OBJECTIVE: Leave out the pictures and repeat every record exactly.

MATERIAL FOR THIS EXERCISE:
....
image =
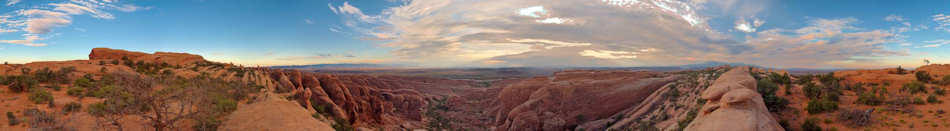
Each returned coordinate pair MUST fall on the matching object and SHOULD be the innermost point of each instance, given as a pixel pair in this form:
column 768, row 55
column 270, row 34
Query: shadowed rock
column 734, row 105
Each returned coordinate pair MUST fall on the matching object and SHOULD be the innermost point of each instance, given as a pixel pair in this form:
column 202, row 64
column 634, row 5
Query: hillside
column 118, row 89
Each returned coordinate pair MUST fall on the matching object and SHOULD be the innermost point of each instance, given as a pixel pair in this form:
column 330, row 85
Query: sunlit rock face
column 734, row 105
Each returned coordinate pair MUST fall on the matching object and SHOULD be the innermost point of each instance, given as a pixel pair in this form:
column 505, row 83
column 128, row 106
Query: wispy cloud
column 604, row 33
column 935, row 43
column 41, row 20
column 12, row 2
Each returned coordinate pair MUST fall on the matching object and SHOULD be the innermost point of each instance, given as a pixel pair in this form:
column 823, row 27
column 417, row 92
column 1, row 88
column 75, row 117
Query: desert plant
column 870, row 98
column 72, row 107
column 914, row 87
column 933, row 99
column 75, row 91
column 22, row 83
column 856, row 118
column 819, row 106
column 39, row 95
column 811, row 124
column 812, row 91
column 12, row 119
column 923, row 76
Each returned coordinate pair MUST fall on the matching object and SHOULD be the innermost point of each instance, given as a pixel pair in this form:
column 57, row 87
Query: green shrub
column 12, row 119
column 22, row 83
column 811, row 124
column 919, row 101
column 870, row 98
column 223, row 104
column 83, row 82
column 75, row 91
column 914, row 87
column 54, row 87
column 923, row 76
column 72, row 107
column 812, row 91
column 933, row 99
column 819, row 106
column 767, row 89
column 38, row 95
column 940, row 91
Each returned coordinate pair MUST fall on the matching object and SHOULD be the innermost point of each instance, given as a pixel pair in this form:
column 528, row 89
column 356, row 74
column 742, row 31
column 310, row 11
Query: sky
column 488, row 33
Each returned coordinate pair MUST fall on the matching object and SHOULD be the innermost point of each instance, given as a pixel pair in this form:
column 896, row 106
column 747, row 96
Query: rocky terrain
column 102, row 93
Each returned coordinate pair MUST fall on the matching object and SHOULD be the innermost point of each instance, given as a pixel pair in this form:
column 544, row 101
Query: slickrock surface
column 570, row 98
column 734, row 105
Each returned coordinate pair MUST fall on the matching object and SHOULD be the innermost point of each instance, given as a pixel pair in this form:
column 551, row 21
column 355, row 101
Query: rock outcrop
column 734, row 104
column 570, row 98
column 271, row 114
column 158, row 57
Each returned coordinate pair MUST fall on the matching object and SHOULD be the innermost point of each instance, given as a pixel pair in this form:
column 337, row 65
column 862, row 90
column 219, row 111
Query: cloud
column 41, row 20
column 12, row 2
column 27, row 41
column 943, row 21
column 935, row 43
column 604, row 33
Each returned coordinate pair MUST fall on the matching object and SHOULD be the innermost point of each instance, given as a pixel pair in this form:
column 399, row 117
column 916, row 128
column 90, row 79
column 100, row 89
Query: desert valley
....
EXERCISE OUTPUT:
image =
Each returned coordinate pair MUST fall on the matching object and SHOULD be the innermost point of each instance, given as a pixel pair in this form:
column 768, row 55
column 270, row 34
Query: shadowed rock
column 734, row 105
Each returned coordinate pair MUST fall on the matching object and SHOULD be the innermost point of each instance, given as a pixel pair in this form:
column 202, row 64
column 634, row 5
Query: hillside
column 118, row 89
Each returned coordinate pair MUST fall on the matching object and SHOULD be the innermost point of each instance, given as a pixel pair in this form:
column 330, row 85
Query: sunlit rock face
column 734, row 105
Each returned coordinate pair MUST fall on the matching object and SHOULD be the innermost point of each instance, given as a pixel pair in this form:
column 505, row 83
column 128, row 106
Query: wispy cloud
column 604, row 33
column 935, row 43
column 41, row 20
column 12, row 2
Each returned coordinate pair MUST fall on the matching object and SHOULD be the innermost point of each instance, given as a pixel pair in this form:
column 823, row 27
column 417, row 92
column 1, row 88
column 75, row 117
Query: desert plant
column 870, row 98
column 72, row 107
column 914, row 87
column 933, row 99
column 75, row 91
column 22, row 83
column 856, row 118
column 819, row 106
column 39, row 95
column 811, row 124
column 812, row 91
column 12, row 119
column 923, row 76
Each returned coordinate pair MUST fall on the matching object and SHOULD be the innermost point of each instance, given as a pixel pair in this form:
column 57, row 87
Query: green shrub
column 12, row 119
column 22, row 83
column 811, row 124
column 919, row 101
column 870, row 98
column 223, row 104
column 83, row 82
column 75, row 91
column 914, row 87
column 54, row 87
column 923, row 76
column 72, row 107
column 812, row 91
column 933, row 99
column 819, row 106
column 767, row 89
column 38, row 95
column 940, row 91
Each returned coordinate pair MUST fall on the matching object and SHOULD be the innermost point of each instance, given as a pixel pair in this form:
column 528, row 89
column 356, row 74
column 742, row 31
column 310, row 11
Query: sky
column 488, row 33
Each returned coordinate pair MUST fall on the matching object and SHOULD be the innermost point of each instance, given as a pixel pair in this form:
column 896, row 106
column 747, row 96
Query: rocky terrain
column 102, row 93
Each returned coordinate pair MUST fall on the matching object and SHOULD be the innermost point of each instance, given as a pixel pair in this form:
column 544, row 101
Query: slickrock surface
column 570, row 98
column 734, row 105
Each returned coordinate pair MUST fall on the matching object and SHOULD be the innermost point of each instance, given as a pixel pair in this form:
column 551, row 21
column 355, row 101
Query: rock outcrop
column 734, row 104
column 570, row 98
column 271, row 114
column 158, row 57
Each returned coordinate pair MUST fall on the matching object and SHOULD be the innermost point of each instance, given as a pixel pair in this form:
column 337, row 65
column 862, row 90
column 219, row 111
Query: cloud
column 41, row 20
column 12, row 2
column 27, row 41
column 943, row 21
column 935, row 43
column 604, row 33
Each returned coordinate pair MUST fall on the matching object and SHOULD be the innermost point of each instance, given as a pixel pair in this form:
column 399, row 117
column 916, row 128
column 90, row 79
column 100, row 89
Query: desert valley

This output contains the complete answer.